Collection entries:
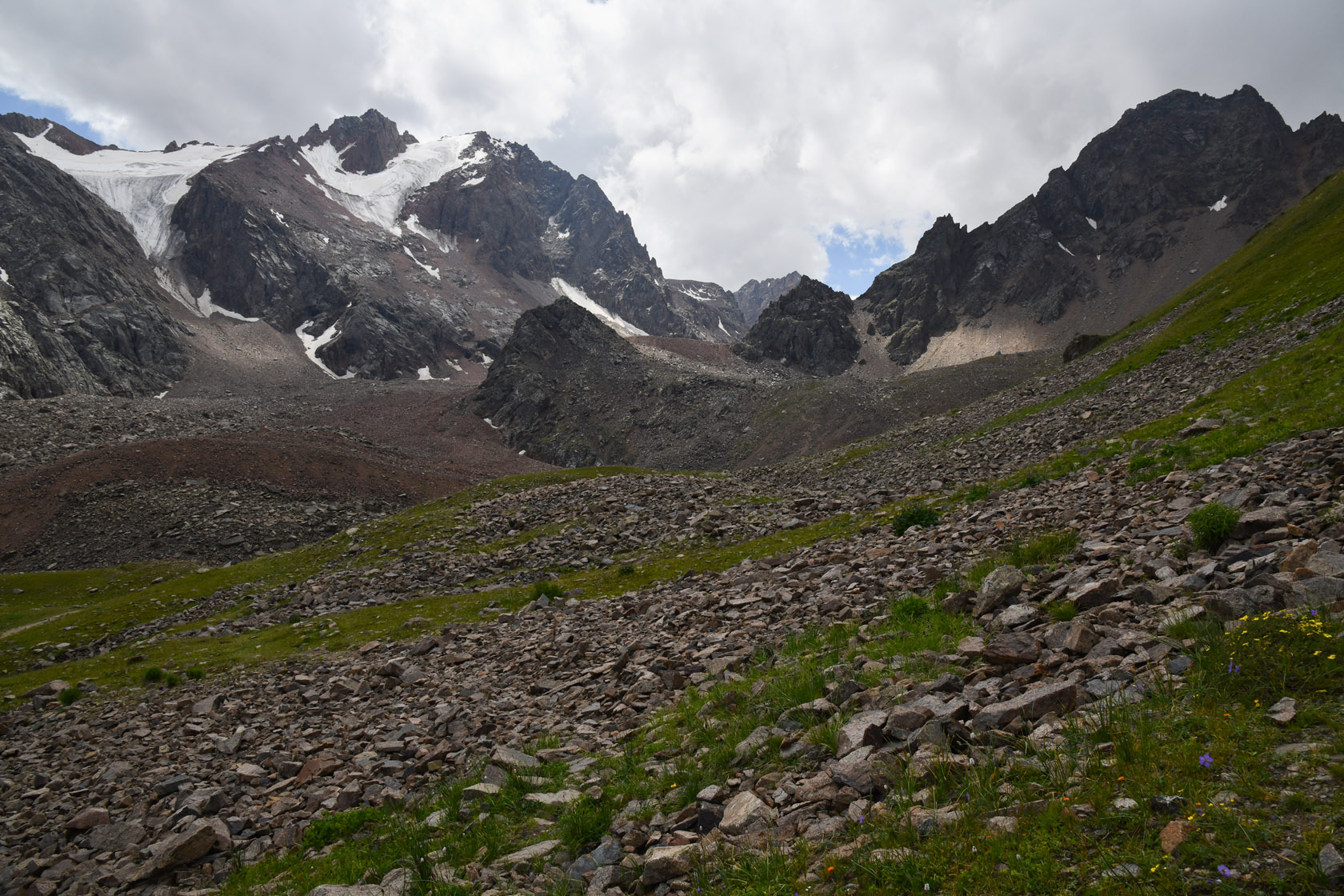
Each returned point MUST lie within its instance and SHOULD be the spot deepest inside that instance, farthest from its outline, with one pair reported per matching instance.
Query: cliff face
(808, 328)
(573, 393)
(1138, 192)
(387, 257)
(81, 310)
(756, 294)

> YOUR ASSIGNMENT:
Reproduce the data verbatim. Do not carry any picture into the copy.

> OUTPUT FOR THIS TASK:
Each returned point MUST lie within its instance and SHOULD be the spot deepest inside that instance, farthest from its outline, with one pair reported per matching instance.
Query: cliff face
(808, 328)
(573, 393)
(1138, 192)
(387, 257)
(81, 310)
(756, 294)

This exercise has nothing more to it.